§ **Object pointing dataset rows**
* * * * * * * * *

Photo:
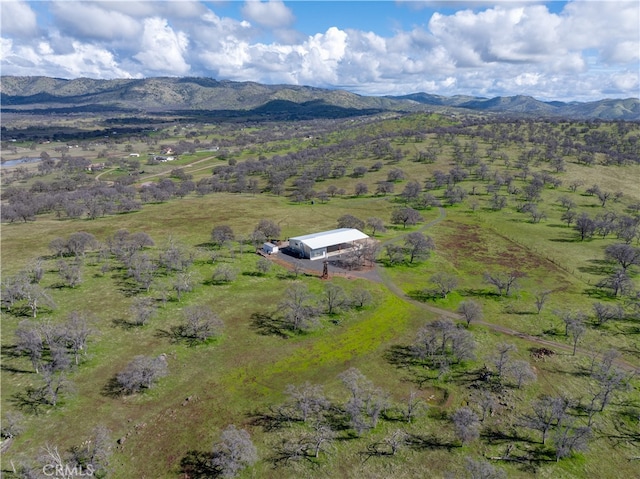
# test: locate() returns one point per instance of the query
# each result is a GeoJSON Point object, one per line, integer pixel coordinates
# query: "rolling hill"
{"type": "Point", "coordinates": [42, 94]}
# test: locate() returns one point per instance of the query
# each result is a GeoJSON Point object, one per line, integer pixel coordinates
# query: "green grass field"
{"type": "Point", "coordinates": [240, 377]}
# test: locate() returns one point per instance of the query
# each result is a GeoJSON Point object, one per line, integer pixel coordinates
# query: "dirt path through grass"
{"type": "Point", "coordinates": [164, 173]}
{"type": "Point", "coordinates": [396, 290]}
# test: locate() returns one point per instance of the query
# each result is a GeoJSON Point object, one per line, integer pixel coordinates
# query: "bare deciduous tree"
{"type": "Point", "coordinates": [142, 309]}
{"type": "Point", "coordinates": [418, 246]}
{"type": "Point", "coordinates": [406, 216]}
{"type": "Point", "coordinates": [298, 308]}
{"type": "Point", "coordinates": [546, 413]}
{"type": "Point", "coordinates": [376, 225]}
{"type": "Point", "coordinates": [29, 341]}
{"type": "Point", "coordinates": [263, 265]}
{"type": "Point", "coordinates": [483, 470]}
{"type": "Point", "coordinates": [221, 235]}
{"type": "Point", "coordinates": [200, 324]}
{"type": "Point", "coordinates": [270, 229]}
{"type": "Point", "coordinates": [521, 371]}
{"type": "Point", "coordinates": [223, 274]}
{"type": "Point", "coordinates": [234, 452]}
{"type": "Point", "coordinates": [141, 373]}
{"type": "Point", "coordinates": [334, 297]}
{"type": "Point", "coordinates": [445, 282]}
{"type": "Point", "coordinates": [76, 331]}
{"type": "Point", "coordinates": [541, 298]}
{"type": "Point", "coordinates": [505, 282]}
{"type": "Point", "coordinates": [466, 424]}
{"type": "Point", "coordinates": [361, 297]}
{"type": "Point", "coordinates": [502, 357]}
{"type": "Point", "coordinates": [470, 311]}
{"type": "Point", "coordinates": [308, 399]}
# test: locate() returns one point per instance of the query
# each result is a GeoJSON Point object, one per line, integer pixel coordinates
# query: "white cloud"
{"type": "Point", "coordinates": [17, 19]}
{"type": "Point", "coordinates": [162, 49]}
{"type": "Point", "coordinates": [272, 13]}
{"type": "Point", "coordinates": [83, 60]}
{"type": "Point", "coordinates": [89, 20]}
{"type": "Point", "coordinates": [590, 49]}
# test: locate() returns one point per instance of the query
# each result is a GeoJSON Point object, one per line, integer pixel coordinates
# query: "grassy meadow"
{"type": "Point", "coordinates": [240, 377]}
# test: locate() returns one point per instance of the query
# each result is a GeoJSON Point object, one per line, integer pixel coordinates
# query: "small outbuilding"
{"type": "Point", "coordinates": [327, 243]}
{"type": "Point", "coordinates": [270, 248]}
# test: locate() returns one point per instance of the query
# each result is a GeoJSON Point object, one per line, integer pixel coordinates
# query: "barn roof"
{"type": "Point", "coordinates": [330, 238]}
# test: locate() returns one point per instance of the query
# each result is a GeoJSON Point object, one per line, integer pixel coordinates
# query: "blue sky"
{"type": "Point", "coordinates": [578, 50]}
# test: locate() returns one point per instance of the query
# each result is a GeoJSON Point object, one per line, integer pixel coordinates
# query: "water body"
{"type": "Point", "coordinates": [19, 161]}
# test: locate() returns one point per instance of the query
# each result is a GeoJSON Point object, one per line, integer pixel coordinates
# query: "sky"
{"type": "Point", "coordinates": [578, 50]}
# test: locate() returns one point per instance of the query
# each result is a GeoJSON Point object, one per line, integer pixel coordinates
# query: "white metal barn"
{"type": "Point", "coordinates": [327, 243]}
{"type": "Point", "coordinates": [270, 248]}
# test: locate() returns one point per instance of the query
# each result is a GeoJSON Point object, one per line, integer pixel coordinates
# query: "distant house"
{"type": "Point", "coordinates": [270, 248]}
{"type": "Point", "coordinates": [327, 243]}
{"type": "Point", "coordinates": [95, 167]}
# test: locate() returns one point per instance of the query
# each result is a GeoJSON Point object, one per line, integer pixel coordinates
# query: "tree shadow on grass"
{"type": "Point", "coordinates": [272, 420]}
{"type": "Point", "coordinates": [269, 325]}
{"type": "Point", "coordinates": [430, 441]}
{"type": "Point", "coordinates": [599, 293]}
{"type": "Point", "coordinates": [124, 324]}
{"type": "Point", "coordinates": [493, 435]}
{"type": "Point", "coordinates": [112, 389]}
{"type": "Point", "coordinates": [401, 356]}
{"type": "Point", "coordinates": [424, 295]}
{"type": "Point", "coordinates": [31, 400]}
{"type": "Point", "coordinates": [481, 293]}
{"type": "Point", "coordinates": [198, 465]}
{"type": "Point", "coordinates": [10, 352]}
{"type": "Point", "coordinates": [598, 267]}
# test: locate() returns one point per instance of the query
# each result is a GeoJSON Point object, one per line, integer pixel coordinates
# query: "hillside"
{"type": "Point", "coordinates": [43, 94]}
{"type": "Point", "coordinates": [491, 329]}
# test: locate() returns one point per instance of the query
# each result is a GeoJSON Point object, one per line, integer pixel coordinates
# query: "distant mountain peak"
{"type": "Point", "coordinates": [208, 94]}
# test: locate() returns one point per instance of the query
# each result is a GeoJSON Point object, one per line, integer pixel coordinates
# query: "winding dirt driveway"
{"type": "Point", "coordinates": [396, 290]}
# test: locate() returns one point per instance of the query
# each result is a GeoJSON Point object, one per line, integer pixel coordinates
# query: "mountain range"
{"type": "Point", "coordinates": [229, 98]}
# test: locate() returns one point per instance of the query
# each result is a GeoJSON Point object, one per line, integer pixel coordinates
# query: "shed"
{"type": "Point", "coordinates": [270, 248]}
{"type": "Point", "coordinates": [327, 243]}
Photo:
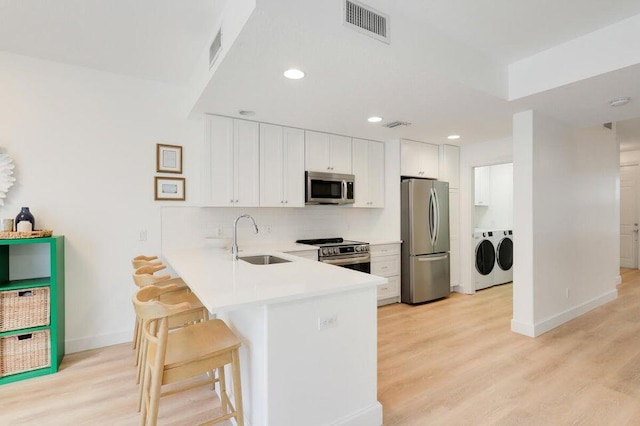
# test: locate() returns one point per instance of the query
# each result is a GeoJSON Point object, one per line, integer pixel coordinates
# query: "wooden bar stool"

* * * * * * * * *

§ **GIVEN TASK**
Report every line of the data above that contains the string "tree", matching case exactly.

§ **FINISHED EXERCISE**
# query: "bare deciduous tree"
# query: "tree shadow on grass"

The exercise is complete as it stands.